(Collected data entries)
========
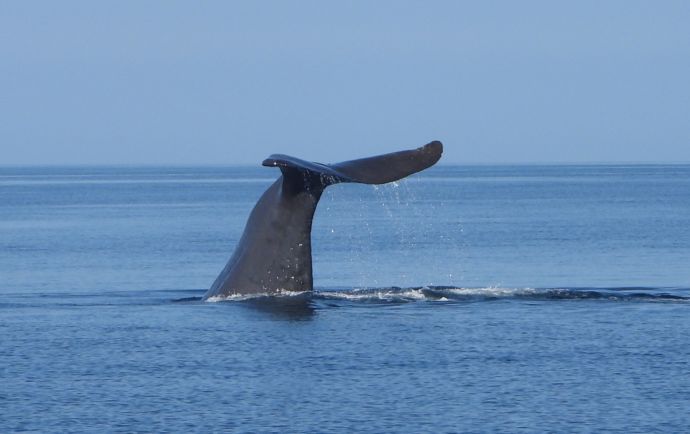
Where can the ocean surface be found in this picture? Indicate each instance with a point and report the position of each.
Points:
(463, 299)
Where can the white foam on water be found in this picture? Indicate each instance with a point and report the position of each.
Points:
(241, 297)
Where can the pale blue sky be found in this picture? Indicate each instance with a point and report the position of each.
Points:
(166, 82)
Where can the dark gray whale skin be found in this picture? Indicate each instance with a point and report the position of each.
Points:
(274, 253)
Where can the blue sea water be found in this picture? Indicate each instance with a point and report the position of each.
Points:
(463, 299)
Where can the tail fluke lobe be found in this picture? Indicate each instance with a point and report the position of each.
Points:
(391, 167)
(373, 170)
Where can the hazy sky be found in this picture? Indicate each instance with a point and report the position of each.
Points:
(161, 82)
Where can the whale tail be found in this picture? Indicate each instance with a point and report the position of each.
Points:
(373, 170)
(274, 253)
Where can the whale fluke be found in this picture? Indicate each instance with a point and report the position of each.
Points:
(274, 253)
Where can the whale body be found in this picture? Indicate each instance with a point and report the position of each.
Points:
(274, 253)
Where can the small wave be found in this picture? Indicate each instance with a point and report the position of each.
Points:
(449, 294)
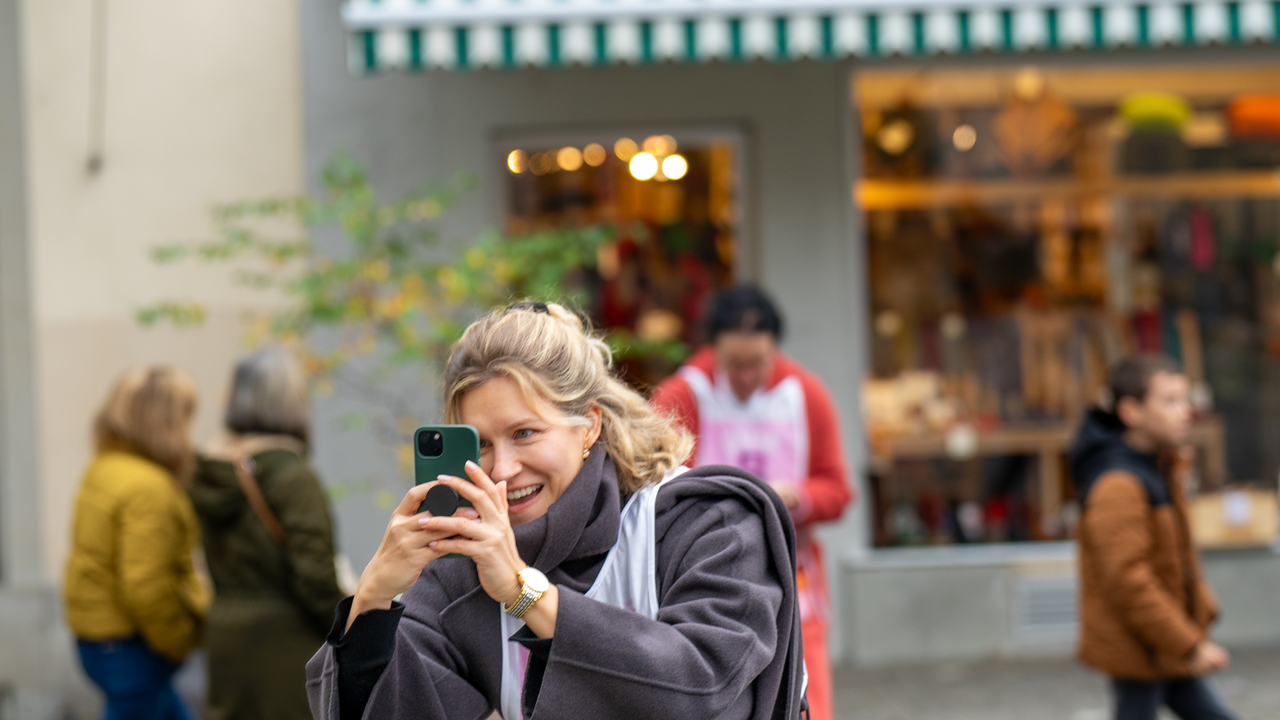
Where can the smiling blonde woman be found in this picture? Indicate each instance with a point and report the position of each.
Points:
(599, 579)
========
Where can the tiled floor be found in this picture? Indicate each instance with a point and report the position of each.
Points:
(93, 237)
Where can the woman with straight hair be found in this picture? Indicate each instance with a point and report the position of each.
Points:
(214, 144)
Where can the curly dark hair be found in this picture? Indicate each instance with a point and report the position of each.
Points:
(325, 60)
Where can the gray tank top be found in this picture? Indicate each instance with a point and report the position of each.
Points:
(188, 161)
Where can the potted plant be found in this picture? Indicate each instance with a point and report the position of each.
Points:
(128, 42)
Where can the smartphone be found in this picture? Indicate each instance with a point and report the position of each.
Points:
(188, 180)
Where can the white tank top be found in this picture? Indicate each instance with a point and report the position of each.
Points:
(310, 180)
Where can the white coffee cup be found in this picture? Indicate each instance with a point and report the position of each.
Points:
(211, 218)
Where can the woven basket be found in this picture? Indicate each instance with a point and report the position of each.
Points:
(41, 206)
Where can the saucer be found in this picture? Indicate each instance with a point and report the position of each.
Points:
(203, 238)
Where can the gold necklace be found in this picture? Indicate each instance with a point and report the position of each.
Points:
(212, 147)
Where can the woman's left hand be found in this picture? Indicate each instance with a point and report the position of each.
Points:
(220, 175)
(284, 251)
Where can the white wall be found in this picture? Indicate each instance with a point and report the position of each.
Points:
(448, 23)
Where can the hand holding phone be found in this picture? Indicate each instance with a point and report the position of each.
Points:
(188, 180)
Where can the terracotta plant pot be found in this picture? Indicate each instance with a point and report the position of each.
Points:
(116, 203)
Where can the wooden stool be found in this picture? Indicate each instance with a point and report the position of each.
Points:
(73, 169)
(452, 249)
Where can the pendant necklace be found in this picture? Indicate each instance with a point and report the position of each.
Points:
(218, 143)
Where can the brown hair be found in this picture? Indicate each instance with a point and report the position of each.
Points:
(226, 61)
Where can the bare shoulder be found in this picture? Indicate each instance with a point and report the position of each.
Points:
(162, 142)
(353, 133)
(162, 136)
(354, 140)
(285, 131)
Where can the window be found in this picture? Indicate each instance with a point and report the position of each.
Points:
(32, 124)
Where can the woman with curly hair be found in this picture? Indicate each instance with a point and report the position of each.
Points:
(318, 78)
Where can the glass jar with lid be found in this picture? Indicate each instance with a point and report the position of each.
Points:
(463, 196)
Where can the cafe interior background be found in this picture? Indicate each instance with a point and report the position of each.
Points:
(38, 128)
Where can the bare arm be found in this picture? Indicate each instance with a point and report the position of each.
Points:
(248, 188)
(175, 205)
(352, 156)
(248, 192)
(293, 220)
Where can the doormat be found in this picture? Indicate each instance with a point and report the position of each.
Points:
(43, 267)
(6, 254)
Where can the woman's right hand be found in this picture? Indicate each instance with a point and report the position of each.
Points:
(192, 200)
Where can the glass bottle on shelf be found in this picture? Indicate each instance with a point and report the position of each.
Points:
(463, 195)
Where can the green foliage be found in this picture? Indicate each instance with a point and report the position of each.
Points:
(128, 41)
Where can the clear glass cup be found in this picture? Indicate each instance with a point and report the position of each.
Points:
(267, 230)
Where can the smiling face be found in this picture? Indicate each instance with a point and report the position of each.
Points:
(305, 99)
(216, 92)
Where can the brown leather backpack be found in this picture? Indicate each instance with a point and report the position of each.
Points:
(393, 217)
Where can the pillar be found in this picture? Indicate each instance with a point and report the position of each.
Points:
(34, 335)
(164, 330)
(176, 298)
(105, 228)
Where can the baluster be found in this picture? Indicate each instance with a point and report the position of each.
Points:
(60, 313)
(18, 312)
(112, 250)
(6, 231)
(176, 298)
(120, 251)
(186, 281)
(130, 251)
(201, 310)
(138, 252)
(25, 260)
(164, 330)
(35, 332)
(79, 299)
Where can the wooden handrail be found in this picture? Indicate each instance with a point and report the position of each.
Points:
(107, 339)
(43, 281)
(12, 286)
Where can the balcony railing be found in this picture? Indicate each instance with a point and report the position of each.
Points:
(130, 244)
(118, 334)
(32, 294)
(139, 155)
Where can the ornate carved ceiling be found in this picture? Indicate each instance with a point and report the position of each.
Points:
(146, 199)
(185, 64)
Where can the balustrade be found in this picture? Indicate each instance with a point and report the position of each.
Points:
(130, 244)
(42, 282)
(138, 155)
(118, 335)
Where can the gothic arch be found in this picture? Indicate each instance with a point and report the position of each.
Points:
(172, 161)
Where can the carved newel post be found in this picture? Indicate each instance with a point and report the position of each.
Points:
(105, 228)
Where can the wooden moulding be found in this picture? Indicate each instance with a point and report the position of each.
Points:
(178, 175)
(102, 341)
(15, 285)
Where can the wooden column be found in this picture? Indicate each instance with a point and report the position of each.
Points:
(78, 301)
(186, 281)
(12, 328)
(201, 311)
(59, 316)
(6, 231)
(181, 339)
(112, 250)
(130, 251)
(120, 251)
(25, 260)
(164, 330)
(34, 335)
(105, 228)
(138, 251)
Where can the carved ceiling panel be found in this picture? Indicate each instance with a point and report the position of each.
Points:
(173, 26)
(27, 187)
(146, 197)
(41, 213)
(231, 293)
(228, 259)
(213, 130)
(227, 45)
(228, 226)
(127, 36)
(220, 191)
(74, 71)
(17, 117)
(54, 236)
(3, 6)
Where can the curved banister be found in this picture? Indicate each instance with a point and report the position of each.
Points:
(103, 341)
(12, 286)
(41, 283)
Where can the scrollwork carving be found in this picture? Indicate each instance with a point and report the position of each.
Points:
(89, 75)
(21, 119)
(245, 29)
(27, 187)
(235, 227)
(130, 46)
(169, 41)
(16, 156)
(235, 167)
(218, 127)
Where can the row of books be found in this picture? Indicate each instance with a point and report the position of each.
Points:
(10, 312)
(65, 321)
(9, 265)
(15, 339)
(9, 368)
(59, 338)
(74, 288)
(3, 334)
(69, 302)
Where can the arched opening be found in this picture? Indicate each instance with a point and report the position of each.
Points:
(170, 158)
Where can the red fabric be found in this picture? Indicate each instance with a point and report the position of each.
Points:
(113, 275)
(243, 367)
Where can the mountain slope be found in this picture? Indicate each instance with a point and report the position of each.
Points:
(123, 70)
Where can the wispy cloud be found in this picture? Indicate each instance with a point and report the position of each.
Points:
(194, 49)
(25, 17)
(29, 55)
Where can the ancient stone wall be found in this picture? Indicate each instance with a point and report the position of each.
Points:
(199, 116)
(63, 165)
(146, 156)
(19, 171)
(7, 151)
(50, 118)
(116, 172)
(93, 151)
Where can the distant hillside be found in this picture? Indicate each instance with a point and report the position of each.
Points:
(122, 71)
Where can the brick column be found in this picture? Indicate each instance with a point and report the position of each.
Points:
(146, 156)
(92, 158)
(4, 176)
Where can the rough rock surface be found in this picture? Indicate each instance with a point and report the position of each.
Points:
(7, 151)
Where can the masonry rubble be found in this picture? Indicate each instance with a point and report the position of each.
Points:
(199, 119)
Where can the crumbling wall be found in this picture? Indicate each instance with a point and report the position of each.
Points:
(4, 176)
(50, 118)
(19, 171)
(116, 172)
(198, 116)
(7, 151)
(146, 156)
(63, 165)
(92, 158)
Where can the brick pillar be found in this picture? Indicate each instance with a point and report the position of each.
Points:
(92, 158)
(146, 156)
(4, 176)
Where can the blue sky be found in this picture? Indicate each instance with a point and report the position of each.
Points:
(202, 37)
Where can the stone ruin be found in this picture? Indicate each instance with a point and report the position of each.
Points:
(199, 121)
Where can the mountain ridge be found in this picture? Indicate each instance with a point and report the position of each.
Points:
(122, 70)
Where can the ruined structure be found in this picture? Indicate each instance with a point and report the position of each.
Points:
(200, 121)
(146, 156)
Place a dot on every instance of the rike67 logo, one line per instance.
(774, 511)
========
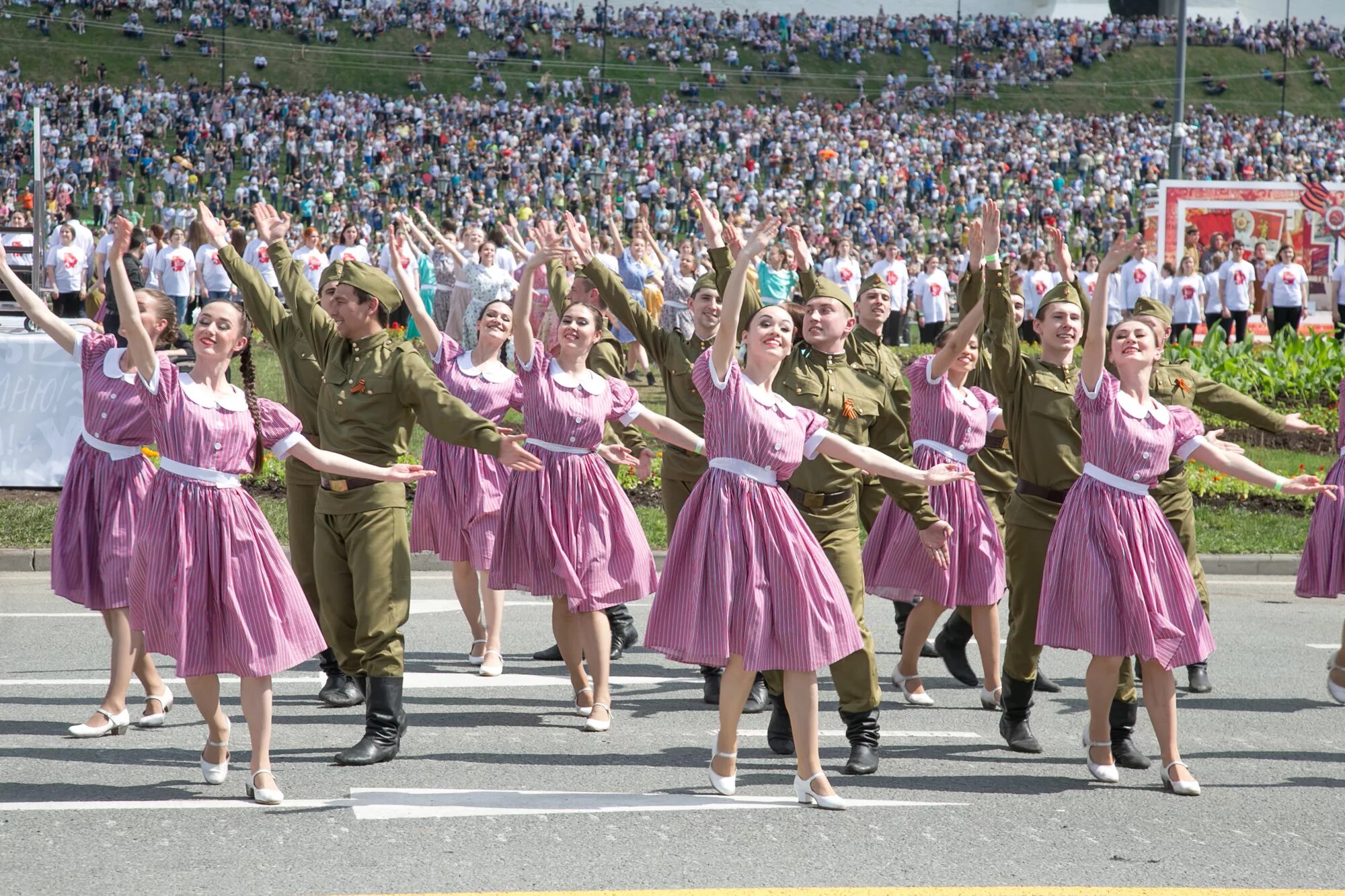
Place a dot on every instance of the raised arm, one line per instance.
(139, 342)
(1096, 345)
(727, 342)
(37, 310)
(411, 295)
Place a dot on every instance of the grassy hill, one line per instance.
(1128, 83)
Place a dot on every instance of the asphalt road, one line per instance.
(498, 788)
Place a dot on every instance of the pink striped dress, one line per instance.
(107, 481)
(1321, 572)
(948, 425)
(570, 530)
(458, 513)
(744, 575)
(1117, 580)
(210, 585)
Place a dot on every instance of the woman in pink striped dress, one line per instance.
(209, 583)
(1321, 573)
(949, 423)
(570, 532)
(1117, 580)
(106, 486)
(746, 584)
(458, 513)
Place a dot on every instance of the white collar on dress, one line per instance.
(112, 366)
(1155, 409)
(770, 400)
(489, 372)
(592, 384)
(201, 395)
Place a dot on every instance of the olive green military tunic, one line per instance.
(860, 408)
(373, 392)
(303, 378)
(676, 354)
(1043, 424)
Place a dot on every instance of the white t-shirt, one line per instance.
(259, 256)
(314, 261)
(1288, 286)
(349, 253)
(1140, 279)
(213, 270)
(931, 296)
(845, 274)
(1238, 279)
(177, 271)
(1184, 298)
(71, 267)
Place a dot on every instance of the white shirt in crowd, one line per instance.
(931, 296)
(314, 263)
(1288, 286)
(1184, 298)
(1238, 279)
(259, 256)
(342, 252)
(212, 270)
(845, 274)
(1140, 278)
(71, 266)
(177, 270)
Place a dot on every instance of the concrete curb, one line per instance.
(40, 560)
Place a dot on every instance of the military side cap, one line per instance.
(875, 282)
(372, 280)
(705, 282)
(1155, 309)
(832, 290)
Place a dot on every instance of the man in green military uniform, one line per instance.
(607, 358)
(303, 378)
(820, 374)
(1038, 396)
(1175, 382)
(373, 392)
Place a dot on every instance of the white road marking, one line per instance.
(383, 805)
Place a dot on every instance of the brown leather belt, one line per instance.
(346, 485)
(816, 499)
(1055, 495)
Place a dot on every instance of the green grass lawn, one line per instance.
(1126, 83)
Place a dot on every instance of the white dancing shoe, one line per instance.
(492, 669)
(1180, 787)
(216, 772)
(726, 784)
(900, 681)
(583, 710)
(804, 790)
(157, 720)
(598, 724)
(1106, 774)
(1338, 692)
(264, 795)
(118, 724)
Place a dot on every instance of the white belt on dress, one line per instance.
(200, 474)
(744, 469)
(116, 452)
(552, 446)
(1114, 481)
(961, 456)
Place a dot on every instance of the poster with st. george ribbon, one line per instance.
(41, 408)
========
(Problem to work on) All lines with the word "tank" are needed; pull them from the entries and copy each.

(Answer below)
Where can the gray tank top be found in this picture? Indicate each instance with a point and report the position of each.
Where can the white tank top be found in this picture? Indicate each instance with a point and report the position of each.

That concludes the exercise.